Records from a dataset

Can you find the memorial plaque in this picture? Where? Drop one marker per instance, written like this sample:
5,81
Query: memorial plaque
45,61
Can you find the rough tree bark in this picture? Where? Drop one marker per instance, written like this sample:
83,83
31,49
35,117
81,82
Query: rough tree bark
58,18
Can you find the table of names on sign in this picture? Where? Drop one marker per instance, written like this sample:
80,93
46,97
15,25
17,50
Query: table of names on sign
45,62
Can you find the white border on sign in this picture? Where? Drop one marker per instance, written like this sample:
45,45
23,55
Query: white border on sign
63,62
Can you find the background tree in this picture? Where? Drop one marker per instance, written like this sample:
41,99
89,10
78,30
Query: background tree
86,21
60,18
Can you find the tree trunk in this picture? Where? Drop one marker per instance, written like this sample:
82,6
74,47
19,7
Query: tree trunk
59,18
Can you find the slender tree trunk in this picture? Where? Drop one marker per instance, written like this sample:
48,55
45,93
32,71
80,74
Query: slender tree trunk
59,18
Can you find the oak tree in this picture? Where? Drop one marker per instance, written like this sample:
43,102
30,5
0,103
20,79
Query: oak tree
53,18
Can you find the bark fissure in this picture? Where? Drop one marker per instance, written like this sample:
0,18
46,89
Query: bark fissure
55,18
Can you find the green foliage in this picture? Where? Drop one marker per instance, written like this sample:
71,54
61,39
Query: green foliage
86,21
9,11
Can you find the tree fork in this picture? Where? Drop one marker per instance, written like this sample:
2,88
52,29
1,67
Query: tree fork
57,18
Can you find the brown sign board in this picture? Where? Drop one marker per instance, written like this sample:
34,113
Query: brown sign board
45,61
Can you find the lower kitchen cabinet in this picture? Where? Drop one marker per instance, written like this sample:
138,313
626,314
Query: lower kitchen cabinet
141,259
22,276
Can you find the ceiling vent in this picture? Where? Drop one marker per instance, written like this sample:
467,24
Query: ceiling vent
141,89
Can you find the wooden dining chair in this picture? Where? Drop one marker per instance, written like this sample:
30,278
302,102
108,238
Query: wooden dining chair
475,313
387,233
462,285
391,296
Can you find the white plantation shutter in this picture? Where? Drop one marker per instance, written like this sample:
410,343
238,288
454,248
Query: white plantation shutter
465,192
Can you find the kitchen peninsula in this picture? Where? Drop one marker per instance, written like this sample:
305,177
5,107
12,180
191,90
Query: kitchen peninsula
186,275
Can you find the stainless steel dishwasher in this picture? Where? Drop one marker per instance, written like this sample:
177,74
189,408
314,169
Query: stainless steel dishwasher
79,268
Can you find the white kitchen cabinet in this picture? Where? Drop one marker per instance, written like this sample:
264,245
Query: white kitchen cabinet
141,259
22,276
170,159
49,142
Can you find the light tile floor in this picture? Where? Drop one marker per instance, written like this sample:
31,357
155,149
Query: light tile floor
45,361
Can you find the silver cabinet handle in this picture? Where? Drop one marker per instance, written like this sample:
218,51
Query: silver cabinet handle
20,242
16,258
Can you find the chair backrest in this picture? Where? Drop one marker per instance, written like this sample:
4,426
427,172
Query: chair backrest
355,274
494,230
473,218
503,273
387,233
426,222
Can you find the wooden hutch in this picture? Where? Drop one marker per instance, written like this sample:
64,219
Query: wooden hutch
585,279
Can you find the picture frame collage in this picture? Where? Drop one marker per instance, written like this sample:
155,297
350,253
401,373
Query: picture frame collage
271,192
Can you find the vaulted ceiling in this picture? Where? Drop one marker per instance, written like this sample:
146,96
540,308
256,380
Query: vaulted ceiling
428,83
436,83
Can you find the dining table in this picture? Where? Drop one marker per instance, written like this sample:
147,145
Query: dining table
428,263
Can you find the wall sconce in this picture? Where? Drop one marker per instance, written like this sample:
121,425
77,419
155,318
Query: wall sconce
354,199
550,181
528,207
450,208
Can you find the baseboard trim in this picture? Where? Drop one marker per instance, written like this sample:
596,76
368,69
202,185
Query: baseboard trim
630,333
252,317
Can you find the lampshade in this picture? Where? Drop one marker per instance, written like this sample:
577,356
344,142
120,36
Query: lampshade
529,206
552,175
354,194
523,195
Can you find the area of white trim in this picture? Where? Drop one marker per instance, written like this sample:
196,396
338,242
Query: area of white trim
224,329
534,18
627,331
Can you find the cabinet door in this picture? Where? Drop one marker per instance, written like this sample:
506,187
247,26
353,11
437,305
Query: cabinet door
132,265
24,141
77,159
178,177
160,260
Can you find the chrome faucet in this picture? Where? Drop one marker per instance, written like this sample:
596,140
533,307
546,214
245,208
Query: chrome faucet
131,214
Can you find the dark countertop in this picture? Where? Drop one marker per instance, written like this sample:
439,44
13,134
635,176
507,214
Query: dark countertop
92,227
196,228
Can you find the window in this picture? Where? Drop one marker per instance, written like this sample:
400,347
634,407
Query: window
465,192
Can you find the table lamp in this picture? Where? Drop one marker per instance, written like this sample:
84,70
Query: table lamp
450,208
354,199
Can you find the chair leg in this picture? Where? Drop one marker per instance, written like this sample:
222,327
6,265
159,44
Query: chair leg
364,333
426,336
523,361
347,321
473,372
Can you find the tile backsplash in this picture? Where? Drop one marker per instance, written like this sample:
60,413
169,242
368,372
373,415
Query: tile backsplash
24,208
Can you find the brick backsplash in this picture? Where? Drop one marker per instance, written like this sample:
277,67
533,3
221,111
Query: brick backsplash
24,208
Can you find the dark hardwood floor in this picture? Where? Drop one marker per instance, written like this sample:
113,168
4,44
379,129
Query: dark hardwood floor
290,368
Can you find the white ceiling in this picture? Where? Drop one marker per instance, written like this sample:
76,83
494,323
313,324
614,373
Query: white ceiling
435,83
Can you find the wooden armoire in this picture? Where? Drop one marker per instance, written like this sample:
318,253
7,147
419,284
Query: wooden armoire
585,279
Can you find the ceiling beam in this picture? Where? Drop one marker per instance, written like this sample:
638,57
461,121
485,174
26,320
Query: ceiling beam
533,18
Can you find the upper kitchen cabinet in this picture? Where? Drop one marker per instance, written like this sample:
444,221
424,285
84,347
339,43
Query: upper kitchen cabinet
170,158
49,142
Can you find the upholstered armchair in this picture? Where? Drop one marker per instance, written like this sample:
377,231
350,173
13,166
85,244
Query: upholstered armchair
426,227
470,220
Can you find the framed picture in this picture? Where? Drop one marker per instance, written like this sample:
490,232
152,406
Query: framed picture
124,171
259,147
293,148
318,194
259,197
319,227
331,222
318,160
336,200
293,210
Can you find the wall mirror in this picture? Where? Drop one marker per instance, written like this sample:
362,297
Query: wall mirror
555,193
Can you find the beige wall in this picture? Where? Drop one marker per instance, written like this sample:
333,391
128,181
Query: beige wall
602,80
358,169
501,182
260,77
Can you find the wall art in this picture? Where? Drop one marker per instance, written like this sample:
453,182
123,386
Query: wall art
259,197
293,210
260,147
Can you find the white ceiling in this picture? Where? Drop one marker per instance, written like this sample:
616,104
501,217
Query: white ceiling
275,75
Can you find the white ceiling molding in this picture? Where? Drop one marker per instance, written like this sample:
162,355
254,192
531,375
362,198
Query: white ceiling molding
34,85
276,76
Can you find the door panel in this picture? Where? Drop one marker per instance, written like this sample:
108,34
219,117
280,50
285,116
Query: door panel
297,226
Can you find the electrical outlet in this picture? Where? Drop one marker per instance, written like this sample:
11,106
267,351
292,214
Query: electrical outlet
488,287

-- Work instructions --
Please reproduce the data as it was given, with every line exact.

-- Response area --
Can you find the memorial plaque in this picture? Where? Drop one marker per instance, written like this sample:
5,81
Query: memorial plaque
45,61
Can you find the rough tree bark in this picture? Where? Drop one marker per instance, written like this sample:
83,83
31,49
35,117
81,82
Query: rough tree bark
58,18
Can you find the table of names on sign in this picture? Where? Drop one marker per instance, written like this sample:
80,93
46,97
15,25
17,50
Query: table of names on sign
45,62
Can you find the white border on sign in this picture? Where? Drop one marker per instance, written like this sample:
45,45
23,55
Query: white border on sign
63,62
Can you find the background tree in this picture? Where? Drop one marker per instance, written like this sample:
41,99
89,10
78,30
Query: background tree
86,21
60,18
Can you find the tree trunk in this picture? Where? Drop one marker per instance, written like this sample:
82,6
74,47
19,7
Query: tree trunk
59,18
Can you find the slender tree trunk in this picture? Where? Drop one marker per instance, written like this sample:
48,55
45,93
32,71
80,74
Query: slender tree trunk
59,18
Can you find the oak tree in this picture? Where? Drop one marker per instance, written like this sample:
43,102
30,5
0,103
20,79
Query: oak tree
53,18
Can you find the bark fissure in this picture? Where? Drop one marker per instance, written like this sample:
0,18
46,89
Query: bark fissure
55,18
Can you find the green foliage in this picture? Where? Drop one marker per instance, written like this sample:
71,54
61,39
Query: green foliage
86,21
9,11
Can you find the tree fork in this picture? Where? Drop one marker per instance, written like this sample:
2,88
52,29
1,67
Query: tree fork
57,18
Can you find the brown sign board in this picture? Where? Drop one marker per instance, written like this sample:
34,113
Query: brown sign board
45,61
Can you find the lower kitchen cabinet in this picture? Where? Drop one marker per instance, written like this sample:
138,313
626,314
Query: lower kitchen cabinet
141,259
22,276
Can you find the ceiling vent in this picture? Where? Drop one marker per instance, written like this sample:
467,24
Query: ceiling vent
141,89
Can you find the wooden dining chair in this picture? Where? Drop one marker per instance, written like this sample:
30,278
302,102
108,238
Query: wooden dining chair
475,313
387,233
462,285
391,296
Can you find the white plantation shutter in this picture? Where? Drop one marker per instance, written like this sample:
410,343
238,288
454,248
Query: white plantation shutter
465,192
Can you find the kitchen peninsula in this picture? Where? Drop one marker per instance, written like this sample:
305,177
5,107
12,180
191,90
Query: kitchen peninsula
186,275
Can you find the stainless steel dishwasher in this picture? Where? Drop one marker per instance, written like this sample:
177,74
189,408
314,169
Query: stainless steel dishwasher
79,268
Can you find the white kitchen cabinet in this picture? Where? Drop one marker per instance, written like this sample:
264,245
Query: white kitchen cabinet
141,259
22,276
170,159
49,142
Can you find the light tile floor in this picture? Where? Drop one marker per instance, written like this sample:
31,357
155,149
Query: light tile floor
45,361
Can you find the silver cabinet handle in this picture? Where? Drop one marker per instance, written like this sample:
218,51
Query: silver cabinet handle
20,242
16,258
Can you find the chair backrest in this picture? Where? Drop one marker per instance, written like this sample:
4,426
427,172
Query: chair backrest
355,274
494,230
473,218
503,273
387,233
426,222
Can you find the wooden hutch in this picture? Where? Drop one marker per instance, written like this sample:
64,219
Query: wooden hutch
585,279
Can you find the picture frame collage in this picture? Where? Drop one marker per instance, written like this sample:
155,297
350,253
401,373
Query: picture frame collage
271,192
Can you find the vaulted ceiling in this picture? Where? Drop one marker per instance, written like this sample:
146,96
540,308
256,380
Query: vaulted ceiling
428,83
436,83
Can you find the dining table in this picture? Where? Drop one marker per instance, written like this sample:
147,145
Query: dining table
428,263
Can you find the wall sconce in this picture? Where? Drop one marker per instance, written like this sample:
121,425
77,419
155,318
Query: wall sconce
354,199
550,181
528,207
450,208
Can you find the baseboard trim in this picture? Where? Drop one marker per instance, written like this sample:
596,76
368,69
202,185
Query: baseboard trim
630,333
252,317
Can you find the lampshade in this picture? Where? Drop one marker per instance, written like this sample:
577,356
344,142
120,36
Query: lampshade
529,206
552,175
354,194
523,195
Can you find the area of white trim in this picture? Where? Drop one marker per instance, written like this sample:
196,396
338,242
Query: area of white trim
224,329
534,18
627,331
Can you find the cabinet door in this picture? Where? Drop one marker per instance, written like this sample:
506,187
247,26
353,11
437,305
Query: cabinet door
132,265
24,141
77,159
178,177
160,260
Can you find the chrome faucet in this picture? Where? Drop one marker per instance, written like this sample:
596,140
533,307
546,214
245,208
Query: chrome faucet
131,214
Can you find the dark countertop in this picture? Where? Drop one marker per instance, written like this sample:
439,44
13,134
635,176
507,214
Query: dark countertop
92,227
196,228
Can you find the window in this picture? Where? Drop one marker per instance, written like this sample:
400,347
634,407
Query: window
465,192
Can you find the table lamp in this picture? Where? Drop one marker per instance, written like this sample:
84,70
Query: table lamp
450,208
354,199
Can you find the chair leg in this picture? Where? Drop one marker per instance, written like this sample:
222,327
6,265
159,44
Query: chair leg
364,333
426,336
523,361
347,321
473,372
Can you find the tile backsplash in this picture? Where? Drop one marker per instance, written like this sample:
60,413
169,242
368,372
373,415
Query: tile backsplash
24,208
Can you find the brick backsplash in this picture? Where? Drop one marker per instance, written like this sample:
277,67
533,3
221,111
Query: brick backsplash
24,208
Can you find the dark hardwood floor in this picture? Where? Drop one marker per instance, written like this sample:
113,168
4,44
379,129
Query: dark hardwood floor
290,368
Can you find the white ceiling in this picture? Where? Drop one marker per instance, written like this sample:
76,83
494,323
313,324
614,373
Query: white ceiling
435,83
Can you find the wooden armoire in this picture? Where? Drop one marker per instance, written like this sample:
318,253
7,147
419,284
Query: wooden armoire
585,279
Can you find the ceiling beam in this picture? Where? Drop one marker per instance, written like this sample:
638,57
461,121
485,174
26,320
Query: ceiling beam
533,18
Can you find the upper kitchen cabinet in this picture? Where? Drop one marker per instance, written like this sample:
444,221
424,285
84,347
339,43
Query: upper kitchen cabinet
170,158
49,142
Can you find the upholstered armchair in this picture? Where? Drop one marker per instance, written like this sample:
377,231
350,173
13,166
85,244
Query: upholstered armchair
426,227
470,220
Can you find the framed picture in this picture? Where? Drop one marker per instance, written like this sample:
490,232
152,406
Query: framed picture
124,171
259,147
293,148
318,194
259,197
319,227
331,222
318,160
336,200
293,210
Can you find the wall mirror in this picture? Where? Drop one marker per instance, written like this sample:
362,297
Query: wall mirror
555,193
Can you find the beige wall in this picture? Where? Drop one marker per instance, written like this sample:
333,391
128,181
Query: beige wall
602,80
358,169
501,182
260,77
Can you find the wall art in this picture? Where? Drop one marker per instance, written like this sample:
453,182
123,386
Query: wall art
259,197
293,210
260,147
Can you find the white ceiling in this picture? Where? Drop one marker per instance, written like this sample:
616,104
501,217
Query: white ceiling
275,75
Can you find the white ceiling molding in this picture? Where? Drop one marker per instance, written like this sample:
162,355
254,192
531,375
362,198
Query: white ceiling molding
34,85
276,76
Can you find the door panel in this picture? Where? Drop one marker per instance, written like this sample:
108,34
219,117
280,50
285,116
Query: door panel
297,226
Can you find the electrical outlet in this picture? Where? Drop one marker per instance, written like this sample:
11,106
267,351
292,214
Query: electrical outlet
488,287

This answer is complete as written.